Point annotation entries for images:
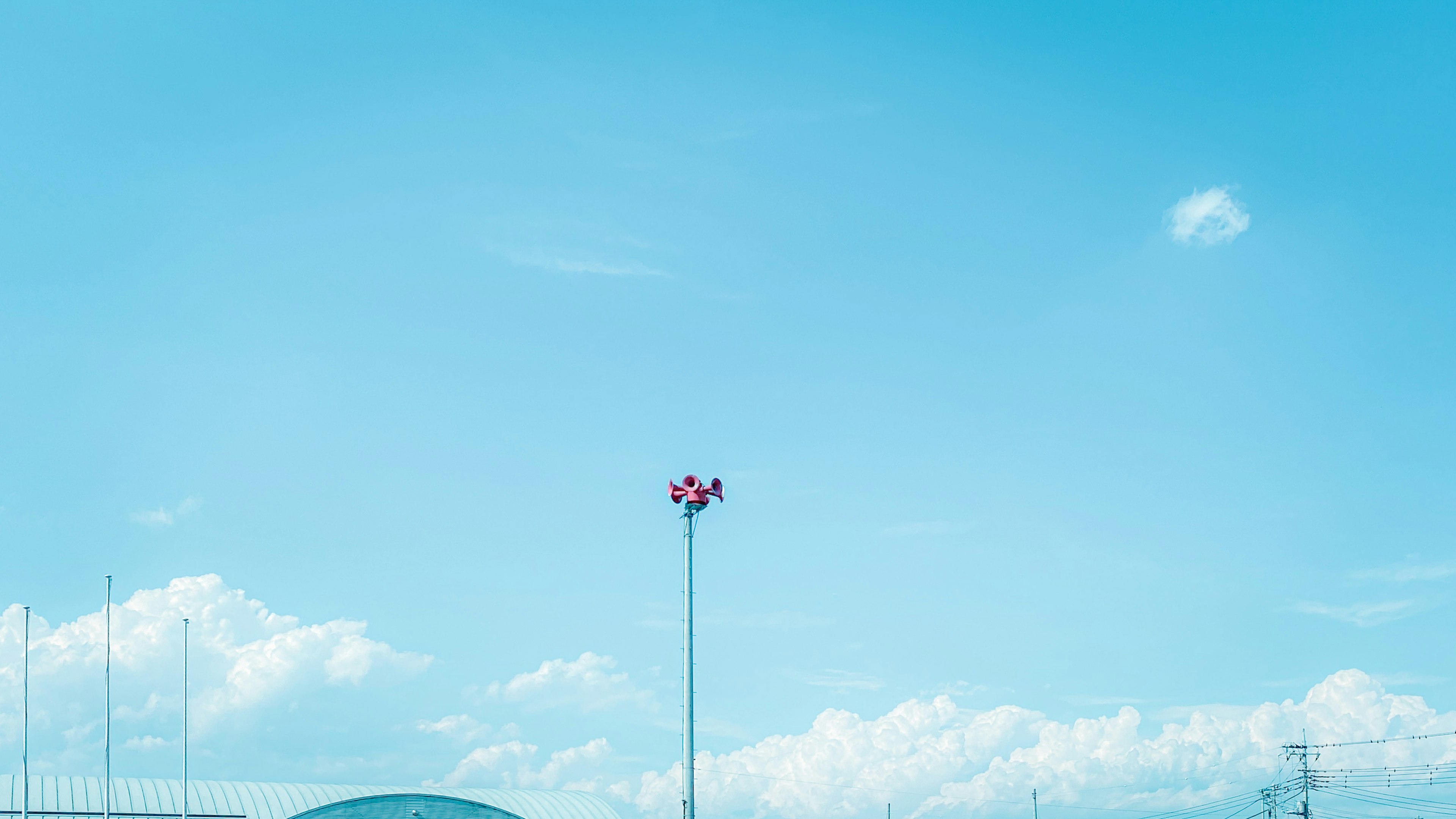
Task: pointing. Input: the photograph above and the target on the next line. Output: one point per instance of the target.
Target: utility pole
(1301, 751)
(185, 623)
(697, 493)
(25, 726)
(107, 796)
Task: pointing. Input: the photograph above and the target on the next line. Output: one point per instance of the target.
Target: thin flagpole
(107, 795)
(185, 621)
(25, 726)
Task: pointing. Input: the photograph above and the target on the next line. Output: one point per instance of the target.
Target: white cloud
(1407, 572)
(925, 528)
(979, 761)
(841, 679)
(1210, 218)
(1363, 615)
(161, 516)
(242, 658)
(507, 764)
(584, 682)
(560, 261)
(464, 728)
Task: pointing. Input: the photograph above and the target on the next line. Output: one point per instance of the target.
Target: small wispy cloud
(1209, 218)
(924, 528)
(1407, 572)
(959, 689)
(1100, 700)
(162, 516)
(841, 679)
(1363, 615)
(560, 261)
(775, 621)
(1409, 678)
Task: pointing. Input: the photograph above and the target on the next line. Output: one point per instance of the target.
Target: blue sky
(405, 315)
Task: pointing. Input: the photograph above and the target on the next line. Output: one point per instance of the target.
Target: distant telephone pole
(1301, 751)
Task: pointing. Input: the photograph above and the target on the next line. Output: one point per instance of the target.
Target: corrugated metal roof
(271, 800)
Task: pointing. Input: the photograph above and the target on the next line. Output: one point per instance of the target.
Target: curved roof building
(81, 798)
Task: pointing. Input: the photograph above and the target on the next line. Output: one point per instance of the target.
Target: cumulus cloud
(244, 656)
(586, 682)
(161, 516)
(1209, 218)
(989, 761)
(509, 764)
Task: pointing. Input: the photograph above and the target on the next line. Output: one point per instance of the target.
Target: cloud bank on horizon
(937, 754)
(242, 655)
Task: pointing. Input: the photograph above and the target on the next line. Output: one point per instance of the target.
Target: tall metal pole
(107, 795)
(185, 621)
(25, 725)
(688, 662)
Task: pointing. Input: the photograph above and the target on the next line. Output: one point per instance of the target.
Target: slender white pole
(688, 662)
(185, 621)
(25, 726)
(107, 793)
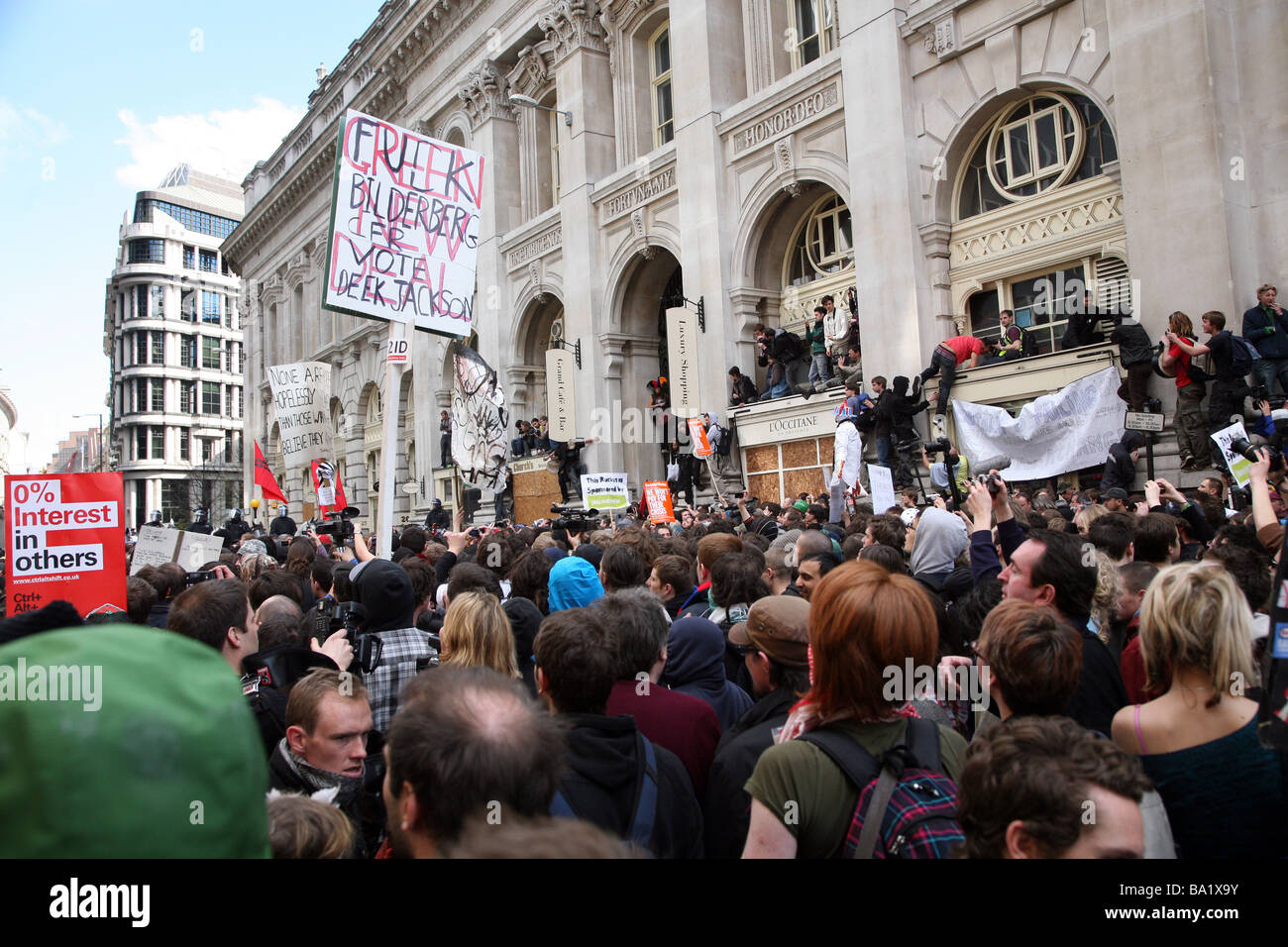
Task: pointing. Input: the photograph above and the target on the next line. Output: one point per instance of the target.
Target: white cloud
(222, 142)
(25, 132)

## REQUIRED TASK
Report each line of the items above that contains the word "metal", copying every such line in full. Count only matches with the same letter case.

## RESULT FOR THIS EXERCISE
Target: corrugated metal roof
Target: tall metal pole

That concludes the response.